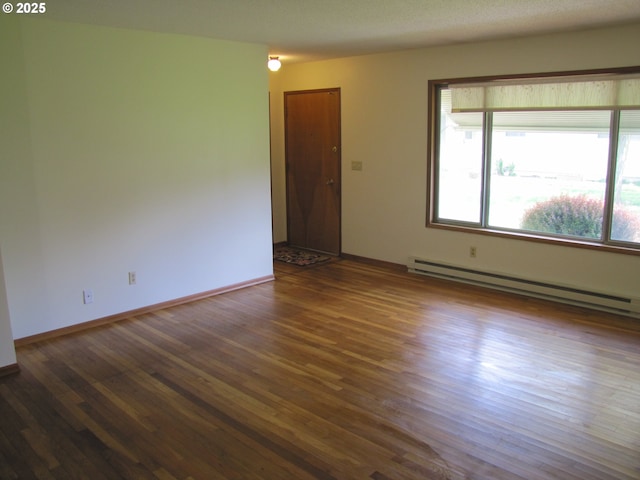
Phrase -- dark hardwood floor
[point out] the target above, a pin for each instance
(340, 371)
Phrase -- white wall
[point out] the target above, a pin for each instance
(7, 350)
(129, 151)
(384, 125)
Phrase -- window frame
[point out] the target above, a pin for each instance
(432, 167)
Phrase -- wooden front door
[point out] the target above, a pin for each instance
(312, 150)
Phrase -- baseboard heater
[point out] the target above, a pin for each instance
(560, 293)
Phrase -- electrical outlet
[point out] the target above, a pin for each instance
(87, 296)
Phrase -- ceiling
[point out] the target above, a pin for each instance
(306, 30)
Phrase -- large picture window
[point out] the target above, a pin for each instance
(554, 157)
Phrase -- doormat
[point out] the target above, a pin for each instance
(298, 257)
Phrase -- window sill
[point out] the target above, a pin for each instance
(565, 242)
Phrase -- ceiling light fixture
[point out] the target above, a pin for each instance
(274, 64)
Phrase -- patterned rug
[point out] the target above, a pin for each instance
(298, 257)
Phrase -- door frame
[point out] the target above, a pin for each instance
(339, 170)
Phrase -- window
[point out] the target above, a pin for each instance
(552, 158)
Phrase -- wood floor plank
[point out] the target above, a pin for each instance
(347, 370)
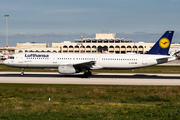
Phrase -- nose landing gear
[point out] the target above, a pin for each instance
(22, 72)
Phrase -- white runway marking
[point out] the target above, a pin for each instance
(96, 78)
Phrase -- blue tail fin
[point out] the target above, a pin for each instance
(162, 45)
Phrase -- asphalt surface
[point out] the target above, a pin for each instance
(95, 79)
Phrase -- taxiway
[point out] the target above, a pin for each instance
(96, 78)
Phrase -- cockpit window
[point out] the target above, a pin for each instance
(11, 57)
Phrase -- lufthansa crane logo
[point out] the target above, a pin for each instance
(164, 43)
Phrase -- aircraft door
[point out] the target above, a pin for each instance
(144, 60)
(20, 58)
(54, 59)
(97, 60)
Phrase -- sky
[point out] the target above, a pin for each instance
(47, 21)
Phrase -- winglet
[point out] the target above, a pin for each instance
(162, 45)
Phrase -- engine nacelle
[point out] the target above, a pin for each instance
(66, 69)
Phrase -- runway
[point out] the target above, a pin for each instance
(95, 79)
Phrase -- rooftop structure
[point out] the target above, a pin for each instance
(103, 38)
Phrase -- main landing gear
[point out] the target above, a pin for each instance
(87, 74)
(22, 72)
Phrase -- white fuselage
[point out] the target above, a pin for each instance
(102, 61)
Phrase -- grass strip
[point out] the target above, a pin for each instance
(152, 69)
(30, 101)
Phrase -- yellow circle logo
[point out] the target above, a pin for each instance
(164, 43)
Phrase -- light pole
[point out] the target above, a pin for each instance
(6, 29)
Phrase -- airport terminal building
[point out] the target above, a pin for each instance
(103, 42)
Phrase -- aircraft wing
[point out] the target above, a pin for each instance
(84, 65)
(161, 60)
(87, 65)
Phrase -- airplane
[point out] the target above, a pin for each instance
(70, 63)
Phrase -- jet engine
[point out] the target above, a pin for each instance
(66, 69)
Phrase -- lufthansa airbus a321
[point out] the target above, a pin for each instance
(70, 63)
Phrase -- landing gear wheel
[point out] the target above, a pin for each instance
(86, 75)
(22, 72)
(89, 73)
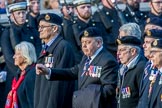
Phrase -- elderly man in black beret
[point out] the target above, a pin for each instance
(96, 73)
(155, 100)
(150, 70)
(56, 53)
(153, 23)
(130, 72)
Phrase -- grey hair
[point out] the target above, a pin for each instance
(99, 38)
(59, 27)
(131, 29)
(28, 51)
(136, 47)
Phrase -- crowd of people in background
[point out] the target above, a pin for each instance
(108, 58)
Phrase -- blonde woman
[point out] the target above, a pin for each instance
(22, 92)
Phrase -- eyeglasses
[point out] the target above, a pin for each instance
(42, 27)
(157, 2)
(123, 49)
(154, 51)
(83, 7)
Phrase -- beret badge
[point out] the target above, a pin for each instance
(148, 33)
(86, 33)
(47, 17)
(155, 43)
(148, 20)
(119, 41)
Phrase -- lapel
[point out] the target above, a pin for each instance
(156, 90)
(51, 47)
(143, 84)
(94, 63)
(145, 81)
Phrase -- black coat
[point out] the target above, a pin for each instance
(110, 20)
(155, 100)
(129, 85)
(79, 26)
(25, 91)
(69, 36)
(32, 21)
(55, 94)
(108, 78)
(21, 33)
(144, 87)
(2, 68)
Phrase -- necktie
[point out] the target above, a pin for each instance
(86, 66)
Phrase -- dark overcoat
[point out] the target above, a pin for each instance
(155, 100)
(55, 94)
(130, 84)
(25, 91)
(21, 33)
(107, 79)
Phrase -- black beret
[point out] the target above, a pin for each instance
(157, 43)
(128, 40)
(81, 2)
(51, 18)
(15, 6)
(153, 33)
(90, 32)
(155, 21)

☆ ☆ ☆ ☆ ☆

### ЧТО СДЕЛАТЬ
Можете повторить все записи выше, заменив «point out» на «mark» и ничего больше не меняя? Строки с картинками в ответ не включайте.

### РЕШЕНИЕ ЗАДАНИЯ
Phrase -- dark hardwood floor
[mark] the target above, a pin for each instance
(340, 371)
Phrase -- white wall
[mark] the target above, a pin for each instance
(7, 350)
(129, 151)
(384, 125)
Phrase -- window frame
[mark] the target above, a pin for each instance
(432, 167)
Phrase -- wooden front door
[mark] the target above, a pin for each instance
(312, 150)
Phrase -- baseboard heater
[mark] the target above, a pin for each instance
(560, 293)
Phrase -- electrical outlet
[mark] the target above, a pin for each instance
(87, 296)
Phrase -- ceiling
[mark] the target above, a pin for each instance
(306, 30)
Phrase -- large picture window
[mark] the target above, a pin for each instance
(554, 157)
Phrase -- doormat
[mark] the target above, a pin for each instance
(298, 257)
Phrase -- window sill
[mark] the target above, a pin for each instance
(565, 242)
Phrase -- ceiling light fixture
[mark] the target above, a pin for each instance
(274, 64)
Phrase -- patterned rug
[mark] the target above, a pin for each instance
(298, 257)
Phrase -- door frame
[mark] the target above, a pin for each instance
(339, 170)
Phrase -- window
[mark] the target above, a pin for each instance
(552, 158)
Phrase -- wood floor plank
[mark] the target above, a pin for each instance
(347, 370)
Phrase -- nose landing gear
[mark] the target above, a pin for each instance
(22, 72)
Phrase -- white runway marking
[mark] the target above, a pin for each instance
(96, 78)
Phrase -- blue tail fin
[mark] the target above, a pin for each instance
(162, 45)
Phrase -- asphalt surface
[mark] the target above, a pin for each instance
(95, 79)
Phrase -- taxiway
[mark] the target above, a pin for each instance
(96, 78)
Phrase -- cockpit window
[mark] the target above, a pin for each instance
(11, 57)
Phrase -- lufthansa crane logo
[mark] the target above, a pin for each instance
(164, 43)
Phrase -- aircraft door
[mark] the target above, a pin for each instance
(144, 60)
(20, 58)
(54, 59)
(97, 60)
Phrase -- sky
[mark] the target above, a pin for each instance
(47, 21)
Phrase -- winglet
[mark] the target above, a pin for each instance
(162, 45)
Phrase -- engine nacelle
[mark] the target above, a pin for each instance
(66, 69)
Phrase -- runway
[mark] the target above, a pin for each instance
(95, 79)
Phrase -- rooftop structure
[mark] the target above, a pin for each instance
(103, 38)
Phrase -- main landing gear
[mark] the target above, a pin for each instance
(87, 74)
(22, 72)
Phrase -- white fuselage
[mark] the target above, a pin for each instance
(102, 61)
Phrase -- grass strip
[mark] the target above, a pin for each instance
(152, 69)
(30, 101)
Phrase -- yellow circle logo
[mark] the target above, a pin for each instance
(164, 43)
Phrase -- light pole
[mark] the target above, a pin for each instance
(6, 29)
Phrase -- airport terminal building
[mark] the target above, a pin for each instance
(103, 42)
Phrase -- aircraft wing
[mark] the target above, a pin for each instance
(84, 65)
(161, 60)
(87, 65)
Phrase -- airplane
[mark] the target above, a pin for each instance
(70, 63)
Phrase -- jet engine
[mark] the target above, a pin for each instance
(66, 69)
Phrase -- lufthansa airbus a321
[mark] the target above, a pin for each instance
(70, 63)
Phrase -- landing gear wheel
[mark] the target above, a pin for each instance
(86, 75)
(22, 72)
(89, 73)
Phrase -- elderly man in black beret
[mark] the target above, a pin for each instance
(96, 73)
(155, 100)
(150, 70)
(56, 53)
(153, 23)
(130, 72)
Phrase -- grey hair
[mark] the target above, a pin for each instance
(99, 38)
(59, 27)
(131, 29)
(28, 51)
(136, 47)
Phrase -- crowd of people in background
[mark] the target above, a pin for each instance
(108, 58)
Phrase -- blonde woman
[mark] the target above, a pin for each instance
(22, 92)
Phrase -- eyeglasses
[mark] the target above, a pin for each instance
(42, 27)
(157, 2)
(123, 49)
(154, 51)
(83, 7)
Phrase -- beret badge
[mark] the target above, a pin for each instance
(148, 33)
(86, 33)
(47, 17)
(155, 43)
(148, 20)
(119, 41)
Phrase -- lapel
[mark] the target above, a pin for each instance
(156, 90)
(51, 47)
(143, 84)
(94, 63)
(145, 81)
Phrase -- black coat
[mark] the target above, a pin for each instance
(110, 20)
(155, 100)
(129, 85)
(79, 26)
(25, 91)
(69, 36)
(32, 21)
(55, 94)
(108, 78)
(21, 33)
(144, 87)
(2, 68)
Phrase -- necktie
[mark] the target above, a pin for each instance
(86, 66)
Phrase -- dark overcoat
[mark] the target above, a pin for each instance
(155, 100)
(55, 94)
(130, 84)
(25, 91)
(21, 33)
(107, 79)
Phrase -- black beret
[mark] the target above, a pin for each instance
(157, 43)
(128, 40)
(81, 2)
(51, 18)
(15, 6)
(153, 33)
(90, 32)
(155, 21)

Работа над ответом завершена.